### WORKING DATA
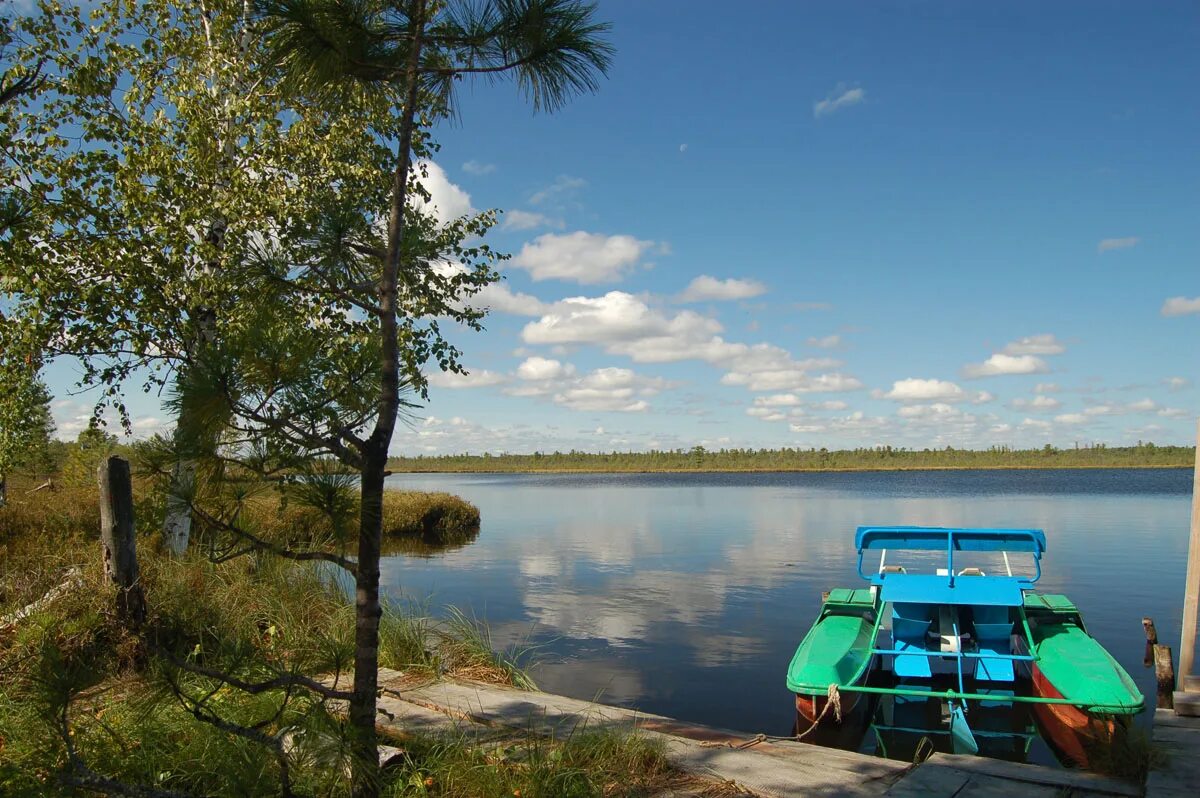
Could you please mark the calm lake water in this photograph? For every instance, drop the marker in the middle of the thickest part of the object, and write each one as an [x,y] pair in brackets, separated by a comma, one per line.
[687,594]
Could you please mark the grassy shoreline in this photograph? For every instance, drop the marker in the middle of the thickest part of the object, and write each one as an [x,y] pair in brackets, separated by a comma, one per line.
[467,469]
[881,459]
[88,700]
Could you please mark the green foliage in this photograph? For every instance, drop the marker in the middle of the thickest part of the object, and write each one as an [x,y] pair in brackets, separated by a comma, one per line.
[586,763]
[807,460]
[25,423]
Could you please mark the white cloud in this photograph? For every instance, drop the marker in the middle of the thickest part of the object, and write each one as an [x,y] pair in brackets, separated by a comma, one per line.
[795,379]
[1002,364]
[937,411]
[615,317]
[705,288]
[581,257]
[498,297]
[1181,306]
[611,390]
[447,202]
[1036,345]
[840,97]
[1108,245]
[525,220]
[1039,403]
[923,390]
[477,168]
[563,186]
[778,400]
[625,324]
[473,378]
[543,369]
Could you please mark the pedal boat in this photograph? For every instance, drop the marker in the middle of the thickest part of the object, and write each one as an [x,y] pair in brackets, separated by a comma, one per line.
[981,634]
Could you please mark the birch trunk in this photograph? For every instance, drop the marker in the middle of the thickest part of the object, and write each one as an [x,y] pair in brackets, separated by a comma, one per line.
[365,775]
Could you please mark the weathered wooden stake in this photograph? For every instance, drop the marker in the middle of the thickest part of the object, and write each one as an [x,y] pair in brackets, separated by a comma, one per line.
[1192,587]
[1151,641]
[1164,676]
[119,539]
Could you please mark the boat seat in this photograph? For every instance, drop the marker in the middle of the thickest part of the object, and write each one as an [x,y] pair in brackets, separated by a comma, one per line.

### WHAT YOU WILL DO
Each record needs to be reproduced exactly, and no image should be carried over.

### ANSWER TO THIS TASK
Could you please mark the calm lake water in this photograph? For every instance, drop the marker in the middle of the thickest part of the object, and write each one as an [x,y] pair in brackets, separated by a comma, one per line.
[687,594]
Could you please mark the grassy shoreline in this photograph? For every instance, drop the marker in the middle of the thickest part of the object, and write each one as an [x,y] pair in brackets, separated by a comma, one per line.
[467,469]
[881,459]
[88,700]
Could you please mark the green foliage in this photograph? For every instance, drop the marker in the middle of the thickest part of the object, and write each one as an [x,y] pair in brackets, separated by a comma, one per line.
[586,763]
[807,460]
[25,423]
Could you please mark the white cloud in this photograph? For every instance, drop the marker in the middle of the thickest part of the object, and write each one as an [x,y] pair in brackets, separated by a comma, one per line.
[795,379]
[1002,364]
[937,411]
[615,317]
[705,288]
[581,257]
[498,297]
[1181,306]
[611,390]
[447,202]
[1036,345]
[840,97]
[1108,245]
[525,220]
[1039,403]
[923,390]
[477,168]
[563,186]
[778,400]
[625,324]
[473,378]
[543,369]
Could you please mark the pedal boat in this photograph? For every instance, drop the marker in the middle of the thickest part of the object, and write each one as an [x,y] pair in brackets, separated by a comma, one per line.
[981,634]
Could you please mark the birch trunk in this photograph? For every instance, drop the marker in the middle of the thickest part of the object, and write each one as an [x,y] pair in brackets, separated by a comma, one per line.
[365,775]
Could you please mark the weathered wooden stake in this photograph? For every instance, drop the marker in the middle of the thickest part of the object, and write each one as an [x,y] pair in brackets, separated by a comma, one per line.
[1192,587]
[1151,641]
[1164,676]
[119,539]
Could you please mark the boat seat in this photograph? For every instance, drop the marker in the middle of the thickest part of the object, and write each one as an [x,y] pair in brackets, separated by a comma, one per line.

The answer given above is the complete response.